### INFORMATION GIVEN:
-------

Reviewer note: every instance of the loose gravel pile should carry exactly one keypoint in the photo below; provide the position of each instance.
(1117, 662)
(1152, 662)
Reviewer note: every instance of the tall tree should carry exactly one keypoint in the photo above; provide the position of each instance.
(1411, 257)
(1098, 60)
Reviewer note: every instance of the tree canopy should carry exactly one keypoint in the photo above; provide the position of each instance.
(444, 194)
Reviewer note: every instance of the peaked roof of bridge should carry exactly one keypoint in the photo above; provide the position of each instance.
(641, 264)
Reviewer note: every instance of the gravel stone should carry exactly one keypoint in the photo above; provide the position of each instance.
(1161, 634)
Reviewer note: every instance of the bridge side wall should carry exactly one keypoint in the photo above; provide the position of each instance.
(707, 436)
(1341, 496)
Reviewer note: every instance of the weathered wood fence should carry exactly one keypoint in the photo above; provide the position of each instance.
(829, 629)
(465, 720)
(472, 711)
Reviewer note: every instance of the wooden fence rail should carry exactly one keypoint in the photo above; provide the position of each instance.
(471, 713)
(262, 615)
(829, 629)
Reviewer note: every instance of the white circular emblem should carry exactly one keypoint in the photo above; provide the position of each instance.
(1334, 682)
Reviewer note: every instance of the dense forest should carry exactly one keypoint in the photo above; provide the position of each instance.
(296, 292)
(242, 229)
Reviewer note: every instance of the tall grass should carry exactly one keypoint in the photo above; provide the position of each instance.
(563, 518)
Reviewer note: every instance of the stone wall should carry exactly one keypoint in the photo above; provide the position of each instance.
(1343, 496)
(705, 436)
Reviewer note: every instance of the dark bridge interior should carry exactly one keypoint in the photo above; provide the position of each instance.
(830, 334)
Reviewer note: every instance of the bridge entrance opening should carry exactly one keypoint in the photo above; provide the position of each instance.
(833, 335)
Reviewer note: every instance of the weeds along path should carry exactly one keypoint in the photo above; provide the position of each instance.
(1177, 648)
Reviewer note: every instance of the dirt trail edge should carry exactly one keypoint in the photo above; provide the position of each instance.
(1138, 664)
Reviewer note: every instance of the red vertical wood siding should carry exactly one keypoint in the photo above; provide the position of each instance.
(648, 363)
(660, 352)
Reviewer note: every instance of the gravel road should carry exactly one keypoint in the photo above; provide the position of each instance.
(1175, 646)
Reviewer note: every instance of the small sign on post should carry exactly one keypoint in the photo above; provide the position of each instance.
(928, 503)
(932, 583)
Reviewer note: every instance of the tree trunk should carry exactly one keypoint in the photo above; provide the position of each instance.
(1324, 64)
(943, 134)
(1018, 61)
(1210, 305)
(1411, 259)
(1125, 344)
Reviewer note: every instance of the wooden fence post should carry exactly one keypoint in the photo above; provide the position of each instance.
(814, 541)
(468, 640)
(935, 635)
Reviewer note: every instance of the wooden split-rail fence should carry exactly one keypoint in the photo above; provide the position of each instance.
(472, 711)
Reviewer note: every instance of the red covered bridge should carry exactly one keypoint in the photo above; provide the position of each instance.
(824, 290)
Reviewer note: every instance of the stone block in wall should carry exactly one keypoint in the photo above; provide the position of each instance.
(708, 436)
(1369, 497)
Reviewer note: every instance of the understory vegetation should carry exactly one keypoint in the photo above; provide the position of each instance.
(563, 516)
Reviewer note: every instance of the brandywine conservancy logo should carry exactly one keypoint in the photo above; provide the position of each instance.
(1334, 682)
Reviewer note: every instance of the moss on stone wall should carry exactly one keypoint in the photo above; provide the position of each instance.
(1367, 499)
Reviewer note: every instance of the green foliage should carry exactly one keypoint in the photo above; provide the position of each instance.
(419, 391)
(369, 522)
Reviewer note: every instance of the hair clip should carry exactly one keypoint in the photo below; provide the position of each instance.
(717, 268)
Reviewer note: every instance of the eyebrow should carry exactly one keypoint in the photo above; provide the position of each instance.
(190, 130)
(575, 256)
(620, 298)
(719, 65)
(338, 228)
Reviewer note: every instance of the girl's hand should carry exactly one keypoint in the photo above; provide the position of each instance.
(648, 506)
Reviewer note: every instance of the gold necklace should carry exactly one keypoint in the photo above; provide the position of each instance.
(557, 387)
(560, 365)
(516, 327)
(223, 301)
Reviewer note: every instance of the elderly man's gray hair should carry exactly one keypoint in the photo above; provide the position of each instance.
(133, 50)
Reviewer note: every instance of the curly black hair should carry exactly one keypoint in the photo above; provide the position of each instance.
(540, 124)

-------

### WRITTEN INSTRUCTION:
Rewrite the part that opens with the line containing "Reviewer note: every instance of the bridge side" and closes with the line containing "(1175, 646)", keeping every line, and shift each coordinate in the answer points by -46.

### EXERCISE RESULT:
Reviewer note: every instance of the bridge side wall should carry exactly one keypoint in the photo above; provide the position of each instance.
(661, 390)
(1295, 450)
Reviewer note: every instance of the weathered wood fence should carry exactly one keypoint in the photo above; provide the position of each instance.
(783, 583)
(419, 674)
(426, 665)
Reviewer note: every instance of the wooden fence rail should carry exactly one keypoint in the photo above; provide the position of each instance.
(425, 667)
(216, 569)
(783, 583)
Reviewer note: every instance of the white circular emblem should carry exactly one keypoint in the photo above; provide the position of each instance.
(1288, 636)
Reviewer note: every instance of the dense forest should carry exactly one keypoint in the photo above; provide the position of each instance.
(250, 246)
(196, 183)
Reviewer note: every instance of the tall grass should carry exactly one keypoint in the photo above; provide the position of each instance.
(517, 472)
Reviewer note: every instance of the stone wall should carry exactly one keypoint in the photo above; provide the position of each instance.
(1297, 450)
(659, 390)
Reviewer note: every instance of the dark bridge interior should carry exactly one keypoint in the photo above; provide the position of each instance.
(784, 288)
Reviewer note: every instance of the bridge entrance opening should carry exactly one keypoint in the photo above; provide the position of each instance.
(787, 289)
Reviewer note: every instance of the weeds along path should carry exactly one keypoint in the photo above; provide the position of each instance.
(1131, 602)
Reviewer note: every instance of the dirt trail edge should carry exactly one keypoint in the photo above; provide the position of each instance.
(1092, 618)
Reviewer note: every instance of the red vertical wood siding should carry exactly one keypoint in the photo above; provide the position of each instance.
(602, 317)
(614, 306)
Reviewer note: every instance of the gravel road should carry exactly one keypoint in the photo above; provide the position of each instance.
(1129, 600)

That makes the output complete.